Given request:
Revise the entries by replacing "goal post" with "soccer goal" and keeping everything else the same. Leave the pictures out of your answer.

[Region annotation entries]
%%

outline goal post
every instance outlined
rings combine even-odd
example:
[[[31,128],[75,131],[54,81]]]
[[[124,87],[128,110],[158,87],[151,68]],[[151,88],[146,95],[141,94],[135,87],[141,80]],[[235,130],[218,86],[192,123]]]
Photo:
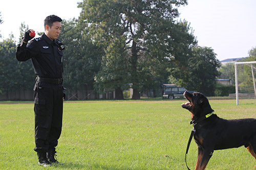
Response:
[[[243,68],[244,69],[242,71],[239,71],[238,70],[239,65],[244,66],[244,67],[247,66],[247,68]],[[240,69],[242,69],[242,67]],[[251,70],[249,70],[249,69]],[[256,96],[256,87],[254,80],[255,71],[253,71],[253,69],[256,69],[256,61],[237,62],[234,63],[237,105],[239,104],[240,96],[242,98],[241,96],[243,96],[248,98],[255,98]],[[241,74],[241,76],[240,76],[239,75],[239,71],[242,73]],[[244,82],[239,81],[239,79],[244,79]],[[241,86],[240,87],[240,85]],[[251,95],[252,94],[253,95]]]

%%

Exercise answer:
outline soccer goal
every instance outlined
rings combine even-odd
example:
[[[31,128],[75,131],[54,81]]]
[[[124,87],[128,110],[158,87],[151,68]],[[151,88],[146,95],[141,94],[135,87],[141,80]],[[235,130],[218,86],[192,123]]]
Photo:
Response:
[[[243,68],[244,69],[242,71],[239,71],[238,70],[239,65],[244,66],[244,67],[247,66],[247,68]],[[240,69],[242,69],[242,67]],[[251,70],[249,70],[249,69]],[[256,96],[256,87],[254,80],[255,71],[253,71],[253,69],[256,69],[256,61],[237,62],[234,63],[237,105],[239,104],[240,96],[242,98],[241,96],[243,96],[248,98],[255,98]],[[241,74],[241,76],[240,76],[239,75],[239,71],[242,73]],[[244,82],[239,81],[239,79],[244,79]],[[241,86],[240,87],[240,85]],[[251,95],[252,94],[253,95]]]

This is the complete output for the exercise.